• _Lo que se pide_
- A) Reproduce sin cambios el pasaje del texto sobre la ONU y el multilateralismo que empieza en las palabras "El golpe de" y termina después de "a Matteo Salvini.".
- B) Retoma el texto sobre la ONU y el multilateralismo a partir de su última oración y continúalo.

• _Sección de texto_
Es importante destacar que Reagan no se encontró con una oposición real de los otros países ricos. Por lo tanto, toda esta fragmentación del mundo, con la creación del G7, G8, G20 y otros clubes exclusivos, no fue solo responsabilidad de Reagan y Thatcher. Durante cuarenta años continuó el proceso de despojar a la ONU de su responsabilidad por la paz, el desarrollo y la democracia del mundo. La globalización neoliberal se basó en las finanzas y el comercio. Incluso antes del final de la guerra, las finanzas fueron delegadas al sistema de Bretton Woods, que tomó su nombre de su sitio de fundación. Expongamos los hechos: el sistema financiero se estableció de tal manera que las finanzas son el único sector de la actividad humana que no tiene un organismo regulador. Hoy en día, está claramente separado de la economía general, cuando su función original era estar a su servicio, y las instituciones políticas son incapaces de controlar su estructura global.
El otro motor de la globalización fue el comercio. La ONU tenía la Conferencia de las Naciones Unidas sobre Comercio y Desarrollo (UNCTAD), que veía el comercio como un instrumento de desarrollo. La creación, en 1995, de la Organización Mundial del Comercio como una organización independiente, que asumía el intercambio comercial como un motor económico, también despojó a la ONU del comercio. Y en cuanto más se debilita la ONU, más fácil resulta criticar sus deficiencias.
El golpe de gracia para el multilateralismo ha sido la llegada de Trump, la versión heredada y actualizada de Ronald Reagan, pero con una agenda y visión totalmente diferentes. Su idea básica no es «América primero» sino «América sola». Llevó la idea de Reagan de bilateralismo versus multilateralismo al extremo de ignorar el concepto de las alianzas. Así, declaró, Europa es aún peor que China. Pero hay una diferencia fundamental entre ellos: Trump nunca pretendió ser el presidente de todos los americanos. Por el contrario, trató de dividir y polarizar inmediatamente a los Estados Unidos, y deja como legado un EE. UU. que tardará mucho tiempo en volver a ser un país unido y pacificado. Y su estrategia ha sido retomada por varios otros líderes, desde Jair Bolsonaro a Viktor Orban, desde Recep Erdogan a Matteo Salvini.
Por lo tanto, será difícil que las Naciones Unidas recuperen su función de espacio de encuentro, para plantear planes de gobernanza mundial, basados en la democracia y la participación. Esta fue una visión basada en las lecciones aprendidas en la Segunda Guerra Mundial: evitar millones de muertes, una terrible destrucción y, para lograrlo la necesidad de trabajar juntos. Esa lección ha sido olvidada. Basta con comparar el tipo de líderes políticos de esa época y los de ahora para apreciar el enorme cambio. La expresión de los egoísmos nacionales continuará, con los países más ricos en clubes exclusivos, como la OCDE o el G20.

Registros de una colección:

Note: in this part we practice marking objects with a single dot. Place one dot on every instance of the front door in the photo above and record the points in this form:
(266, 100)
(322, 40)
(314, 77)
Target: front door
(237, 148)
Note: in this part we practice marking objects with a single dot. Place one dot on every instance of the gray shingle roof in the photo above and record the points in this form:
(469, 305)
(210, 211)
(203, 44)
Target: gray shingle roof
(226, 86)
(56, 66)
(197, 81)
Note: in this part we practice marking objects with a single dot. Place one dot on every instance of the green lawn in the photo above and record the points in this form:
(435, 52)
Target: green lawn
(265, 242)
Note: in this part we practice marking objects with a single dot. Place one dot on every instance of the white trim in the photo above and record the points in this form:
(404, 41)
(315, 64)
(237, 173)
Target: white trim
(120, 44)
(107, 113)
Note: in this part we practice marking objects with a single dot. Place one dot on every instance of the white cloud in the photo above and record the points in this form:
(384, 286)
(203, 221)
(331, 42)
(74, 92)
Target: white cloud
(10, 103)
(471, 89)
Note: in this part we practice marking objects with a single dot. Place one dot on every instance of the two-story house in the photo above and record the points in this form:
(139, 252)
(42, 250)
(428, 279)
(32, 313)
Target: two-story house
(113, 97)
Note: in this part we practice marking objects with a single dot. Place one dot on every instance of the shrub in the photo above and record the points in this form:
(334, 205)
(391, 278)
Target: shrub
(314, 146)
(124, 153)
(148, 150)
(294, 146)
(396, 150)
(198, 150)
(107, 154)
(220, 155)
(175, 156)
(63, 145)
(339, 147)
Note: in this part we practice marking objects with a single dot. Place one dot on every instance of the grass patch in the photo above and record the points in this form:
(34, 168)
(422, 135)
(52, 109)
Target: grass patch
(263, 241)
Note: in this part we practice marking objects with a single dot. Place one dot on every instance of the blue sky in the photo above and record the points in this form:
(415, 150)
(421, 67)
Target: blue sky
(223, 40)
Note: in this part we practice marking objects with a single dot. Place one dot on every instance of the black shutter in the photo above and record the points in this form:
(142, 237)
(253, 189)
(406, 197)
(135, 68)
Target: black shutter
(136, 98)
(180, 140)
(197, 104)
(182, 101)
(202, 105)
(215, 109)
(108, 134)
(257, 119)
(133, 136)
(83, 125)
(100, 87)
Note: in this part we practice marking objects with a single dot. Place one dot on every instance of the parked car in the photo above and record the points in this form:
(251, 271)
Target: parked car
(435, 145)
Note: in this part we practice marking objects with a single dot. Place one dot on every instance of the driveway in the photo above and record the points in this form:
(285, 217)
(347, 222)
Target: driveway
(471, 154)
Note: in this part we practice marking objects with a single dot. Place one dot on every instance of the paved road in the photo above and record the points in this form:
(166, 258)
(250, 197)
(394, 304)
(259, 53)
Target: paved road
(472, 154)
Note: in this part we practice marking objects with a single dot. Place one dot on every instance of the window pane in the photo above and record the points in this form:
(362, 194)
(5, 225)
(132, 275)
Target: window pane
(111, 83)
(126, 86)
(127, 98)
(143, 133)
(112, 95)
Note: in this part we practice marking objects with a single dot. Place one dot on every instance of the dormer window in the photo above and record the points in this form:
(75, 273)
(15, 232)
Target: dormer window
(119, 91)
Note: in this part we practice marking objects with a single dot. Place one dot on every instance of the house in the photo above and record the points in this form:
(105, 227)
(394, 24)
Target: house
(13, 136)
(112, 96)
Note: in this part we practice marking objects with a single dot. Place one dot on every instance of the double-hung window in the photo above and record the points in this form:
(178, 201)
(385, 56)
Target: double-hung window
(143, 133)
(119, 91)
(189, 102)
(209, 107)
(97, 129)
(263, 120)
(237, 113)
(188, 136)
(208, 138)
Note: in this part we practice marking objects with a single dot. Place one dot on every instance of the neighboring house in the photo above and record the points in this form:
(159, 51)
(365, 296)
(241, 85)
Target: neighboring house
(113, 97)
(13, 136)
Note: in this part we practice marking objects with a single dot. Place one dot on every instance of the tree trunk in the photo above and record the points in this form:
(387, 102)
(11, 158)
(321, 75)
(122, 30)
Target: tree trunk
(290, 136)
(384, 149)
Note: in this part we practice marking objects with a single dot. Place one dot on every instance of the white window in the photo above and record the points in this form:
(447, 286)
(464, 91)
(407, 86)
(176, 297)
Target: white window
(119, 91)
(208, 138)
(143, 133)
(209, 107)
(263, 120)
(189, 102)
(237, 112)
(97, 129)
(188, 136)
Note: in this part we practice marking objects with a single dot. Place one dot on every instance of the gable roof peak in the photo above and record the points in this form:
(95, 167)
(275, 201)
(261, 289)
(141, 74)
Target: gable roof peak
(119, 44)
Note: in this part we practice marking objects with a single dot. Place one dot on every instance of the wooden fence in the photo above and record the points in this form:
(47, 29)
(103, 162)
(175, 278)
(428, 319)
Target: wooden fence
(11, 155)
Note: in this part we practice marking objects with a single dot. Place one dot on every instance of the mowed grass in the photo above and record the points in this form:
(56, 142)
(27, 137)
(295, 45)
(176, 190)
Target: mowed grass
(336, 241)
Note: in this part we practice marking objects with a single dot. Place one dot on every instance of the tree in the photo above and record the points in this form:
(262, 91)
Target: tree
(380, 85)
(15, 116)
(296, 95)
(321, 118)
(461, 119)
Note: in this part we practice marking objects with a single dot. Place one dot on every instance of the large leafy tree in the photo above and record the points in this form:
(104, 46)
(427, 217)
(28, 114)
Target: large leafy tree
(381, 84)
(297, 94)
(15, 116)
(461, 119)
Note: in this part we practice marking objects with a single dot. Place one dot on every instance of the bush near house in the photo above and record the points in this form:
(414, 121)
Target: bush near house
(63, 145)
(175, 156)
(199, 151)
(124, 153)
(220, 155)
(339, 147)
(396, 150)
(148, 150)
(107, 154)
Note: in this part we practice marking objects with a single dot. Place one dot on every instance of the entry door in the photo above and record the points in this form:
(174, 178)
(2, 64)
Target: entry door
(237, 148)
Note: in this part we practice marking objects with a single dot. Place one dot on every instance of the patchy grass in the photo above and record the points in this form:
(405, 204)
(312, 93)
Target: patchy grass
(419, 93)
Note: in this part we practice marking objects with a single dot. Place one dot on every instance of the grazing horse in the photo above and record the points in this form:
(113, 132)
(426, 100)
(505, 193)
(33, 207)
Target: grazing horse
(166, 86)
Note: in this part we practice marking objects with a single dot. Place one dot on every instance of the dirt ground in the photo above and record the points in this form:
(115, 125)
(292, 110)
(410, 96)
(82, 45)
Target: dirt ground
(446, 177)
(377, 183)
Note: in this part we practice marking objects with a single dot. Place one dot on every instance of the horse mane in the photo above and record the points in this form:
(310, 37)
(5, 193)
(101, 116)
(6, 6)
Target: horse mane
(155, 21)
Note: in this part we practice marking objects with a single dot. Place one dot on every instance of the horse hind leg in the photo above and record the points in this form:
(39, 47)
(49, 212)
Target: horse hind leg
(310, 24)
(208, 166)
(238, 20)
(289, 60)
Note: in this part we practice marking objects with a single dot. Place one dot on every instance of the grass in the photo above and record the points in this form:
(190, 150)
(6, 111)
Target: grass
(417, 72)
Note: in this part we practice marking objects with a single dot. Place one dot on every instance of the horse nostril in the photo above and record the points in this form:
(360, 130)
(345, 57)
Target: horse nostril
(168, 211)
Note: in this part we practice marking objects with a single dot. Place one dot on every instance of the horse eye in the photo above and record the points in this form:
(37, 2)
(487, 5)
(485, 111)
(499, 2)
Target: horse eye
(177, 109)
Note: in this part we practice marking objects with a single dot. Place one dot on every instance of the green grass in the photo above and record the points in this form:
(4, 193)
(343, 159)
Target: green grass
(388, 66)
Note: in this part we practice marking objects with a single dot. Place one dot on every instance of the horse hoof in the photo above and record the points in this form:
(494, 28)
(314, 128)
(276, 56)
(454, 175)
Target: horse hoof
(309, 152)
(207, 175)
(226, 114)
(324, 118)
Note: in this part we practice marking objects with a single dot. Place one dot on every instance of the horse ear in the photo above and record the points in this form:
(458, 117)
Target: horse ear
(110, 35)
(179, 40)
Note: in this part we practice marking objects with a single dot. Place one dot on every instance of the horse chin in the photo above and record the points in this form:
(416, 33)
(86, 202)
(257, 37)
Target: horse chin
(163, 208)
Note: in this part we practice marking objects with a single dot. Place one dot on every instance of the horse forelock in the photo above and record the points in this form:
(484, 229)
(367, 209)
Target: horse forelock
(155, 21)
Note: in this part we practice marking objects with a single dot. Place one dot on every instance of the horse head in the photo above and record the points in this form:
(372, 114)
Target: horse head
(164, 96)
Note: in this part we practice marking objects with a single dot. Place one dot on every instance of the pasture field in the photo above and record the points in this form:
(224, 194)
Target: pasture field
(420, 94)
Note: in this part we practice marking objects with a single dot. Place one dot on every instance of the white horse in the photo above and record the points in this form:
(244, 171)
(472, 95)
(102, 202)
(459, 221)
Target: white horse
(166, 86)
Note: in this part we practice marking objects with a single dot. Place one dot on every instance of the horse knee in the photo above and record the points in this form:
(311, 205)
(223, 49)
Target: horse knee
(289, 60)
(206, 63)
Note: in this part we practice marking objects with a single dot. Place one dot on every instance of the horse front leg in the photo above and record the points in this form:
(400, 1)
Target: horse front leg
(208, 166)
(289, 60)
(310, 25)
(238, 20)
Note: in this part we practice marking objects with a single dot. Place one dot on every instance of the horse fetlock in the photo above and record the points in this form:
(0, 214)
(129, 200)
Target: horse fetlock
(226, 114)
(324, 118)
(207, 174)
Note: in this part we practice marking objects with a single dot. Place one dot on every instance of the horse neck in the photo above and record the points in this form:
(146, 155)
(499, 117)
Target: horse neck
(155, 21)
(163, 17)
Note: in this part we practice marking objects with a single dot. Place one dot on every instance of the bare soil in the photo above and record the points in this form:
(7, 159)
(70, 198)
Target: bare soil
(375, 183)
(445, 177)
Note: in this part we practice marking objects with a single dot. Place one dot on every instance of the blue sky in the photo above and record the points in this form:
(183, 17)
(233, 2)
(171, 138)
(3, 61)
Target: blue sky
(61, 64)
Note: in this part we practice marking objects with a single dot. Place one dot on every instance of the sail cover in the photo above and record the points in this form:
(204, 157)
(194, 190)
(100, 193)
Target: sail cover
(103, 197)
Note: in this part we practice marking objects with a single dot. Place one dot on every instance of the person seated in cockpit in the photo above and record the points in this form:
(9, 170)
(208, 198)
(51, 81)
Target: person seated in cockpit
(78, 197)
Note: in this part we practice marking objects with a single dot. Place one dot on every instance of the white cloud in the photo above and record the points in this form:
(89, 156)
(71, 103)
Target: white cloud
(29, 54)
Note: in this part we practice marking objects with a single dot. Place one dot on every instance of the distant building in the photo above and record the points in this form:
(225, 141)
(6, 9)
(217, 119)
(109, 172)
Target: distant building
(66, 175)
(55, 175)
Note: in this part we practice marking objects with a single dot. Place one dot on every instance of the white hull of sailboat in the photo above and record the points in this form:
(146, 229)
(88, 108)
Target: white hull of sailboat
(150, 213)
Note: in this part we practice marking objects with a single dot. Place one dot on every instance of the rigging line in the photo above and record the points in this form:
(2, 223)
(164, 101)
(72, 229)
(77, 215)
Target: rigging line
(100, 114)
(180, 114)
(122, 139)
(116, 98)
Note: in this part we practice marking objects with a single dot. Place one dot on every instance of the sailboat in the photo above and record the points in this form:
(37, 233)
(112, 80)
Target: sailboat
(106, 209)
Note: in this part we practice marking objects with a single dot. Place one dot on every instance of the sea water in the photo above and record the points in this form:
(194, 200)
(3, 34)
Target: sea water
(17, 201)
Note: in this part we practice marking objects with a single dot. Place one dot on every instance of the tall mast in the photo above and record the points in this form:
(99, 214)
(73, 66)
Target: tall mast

• _Resultados del ejercicio_
- A)
El golpe de gracia para el multilateralismo ha sido la llegada de Trump, la versión heredada y actualizada de Ronald Reagan, pero con una agenda y visión totalmente diferentes. Su idea básica no es «América primero» sino «América sola». Llevó la idea de Reagan de bilateralismo versus multilateralismo al extremo de ignorar el concepto de las alianzas. Así, declaró, Europa es aún peor que China. Pero hay una diferencia fundamental entre ellos: Trump nunca pretendió ser el presidente de todos los americanos. Por el contrario, trató de dividir y polarizar inmediatamente a los Estados Unidos, y deja como legado un EE. UU. que tardará mucho tiempo en volver a ser un país unido y pacificado. Y su estrategia ha sido retomada por varios otros líderes, desde Jair Bolsonaro a Viktor Orban, desde Recep Erdogan a Matteo Salvini.

- B)
Pero hay un problema: esos clubes no son eficientes porque reúnen a países con agendas y prioridades muy diferentes. Tomemos como un buen ejemplo el último G20, celebrado en noviembre de 2020 bajo la muy desacreditada presidencia de Arabia Saudita. Uno de los puntos fue la cancelación de la deuda de los países pobres que, evidentemente, resulta urgente por el daño desproporcionado que provocará la carga adicional de la pandemia. El Papa Francisco y el Secretario General de la ONU, António Guterres, presionaron para que se tomara esa decisión. Todo lo que el G20 estuvo dispuesto a hacer fue congelar el pago de los intereses de la deuda durante seis meses. Y aquí, permítannos divagar, como parte de un útil ejercicio de aprendizaje sobre la deuda del Tercer Mundo y la nobleza de los países ricos.
Si ustedes toman un préstamo o una hipoteca de 100, que pagan en 20 años al 5%, al final habrán pagado 200. Y, durante los primeros diez años, todo lo que pagarán son los intereses y solo en la segunda década empezarán a devolver, progresivamente, el capital. El resultado es que los países pobres han renegociado su deuda varias veces y, cada vez, lo que pagaron fueron los intereses, antes de empezar todo de nuevo, y ese interés era acumulativo. Durante ese proceso, pagaron varias veces el monto del capital que recibieron, pero todo lo que hicieron fue pagar intereses. En las universidades se aprende un buen ejemplo de la perversidad del interés acumulativo. La vieja historia dice que un colono holandés, Peter Minuit, compró la isla de Manhattan a la tribu Algoquin. El precio pagado fue de 24 dólares en cuentas, baratijas, un frasco de mayonesa, dos pares de zuecos de madera, una barra de pan y un paquete de avena cuáquera. Si esa cantidad se pusiera en un préstamo al 5% con interés compuesto, sería ahora más que el valor estimado de todo Manhattan, que supera los tres millones de millones de dólares. Así que la decisión del G20 de congelar los intereses durante seis meses es insignificante.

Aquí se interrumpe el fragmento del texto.